START Working data

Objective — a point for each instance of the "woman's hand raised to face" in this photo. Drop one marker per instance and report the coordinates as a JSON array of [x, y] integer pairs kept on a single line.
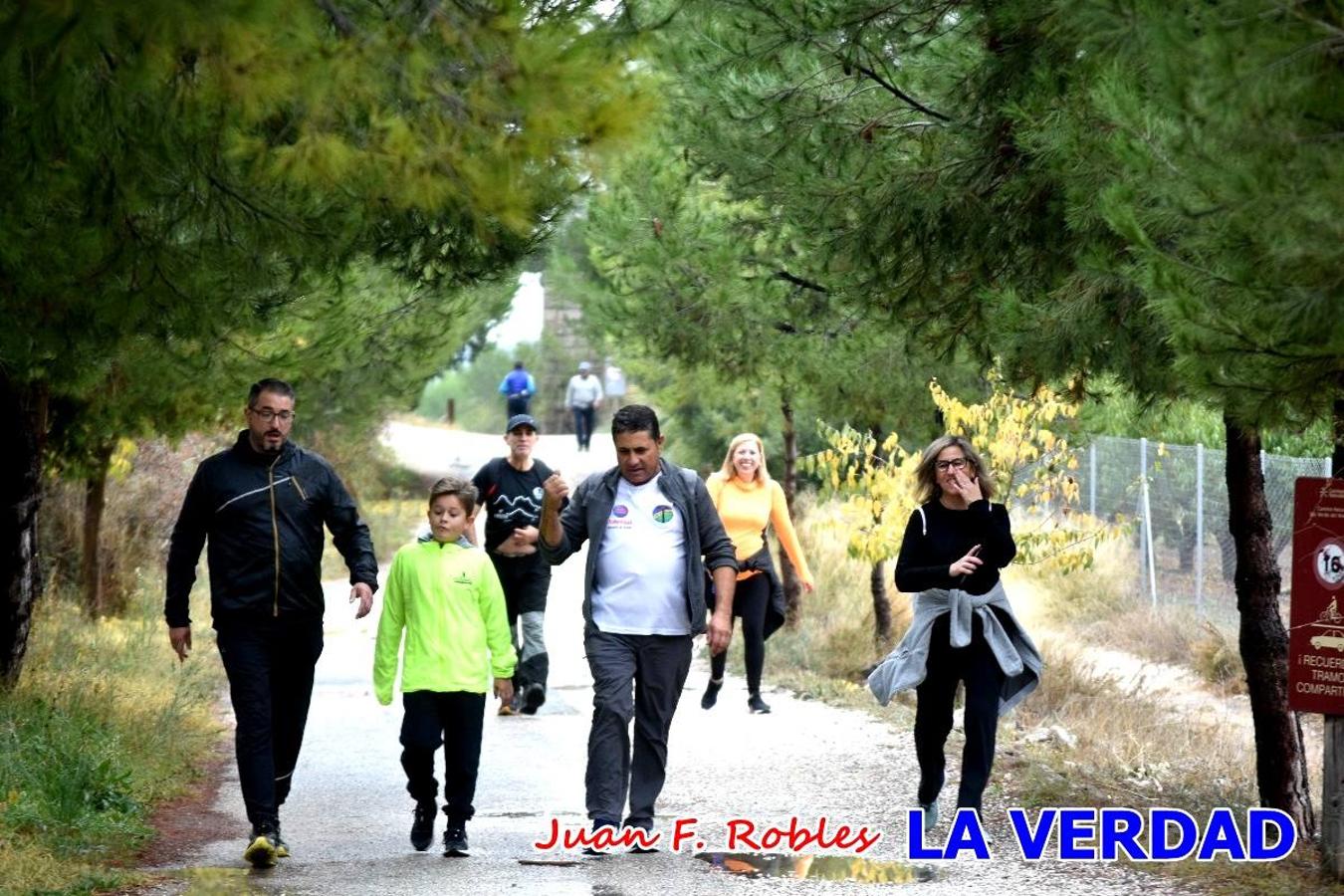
[[967, 485]]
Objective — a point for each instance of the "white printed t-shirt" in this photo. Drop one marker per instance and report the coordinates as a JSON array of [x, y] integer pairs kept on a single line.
[[640, 584]]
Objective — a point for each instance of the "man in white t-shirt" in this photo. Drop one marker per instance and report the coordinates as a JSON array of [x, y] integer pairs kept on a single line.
[[648, 524], [583, 395]]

END Working data

● **Brief**: All of the entries above should be copied exactly, with the images left out.

● **Final answer**:
Objective — a point for each instance of the "woman's hand raised to face" in this photo. Drop one marker per instance and report the coordinates as a JSON array of [x, y] integer pairs kept on a single line.
[[967, 485]]
Objective — a point for each instance of the "white printed t-shirt" in this photo. Drop one marker per instance and report the coordinates as a JSON array of [x, y] integer pairs kept on a single line.
[[640, 584]]
Objective — a point for each instance of the "man in white t-shirt" in this photo. Drop one marker per instance and report the coordinates as a JSON array of [x, y] integer pairs kept on a single line.
[[648, 524], [583, 395]]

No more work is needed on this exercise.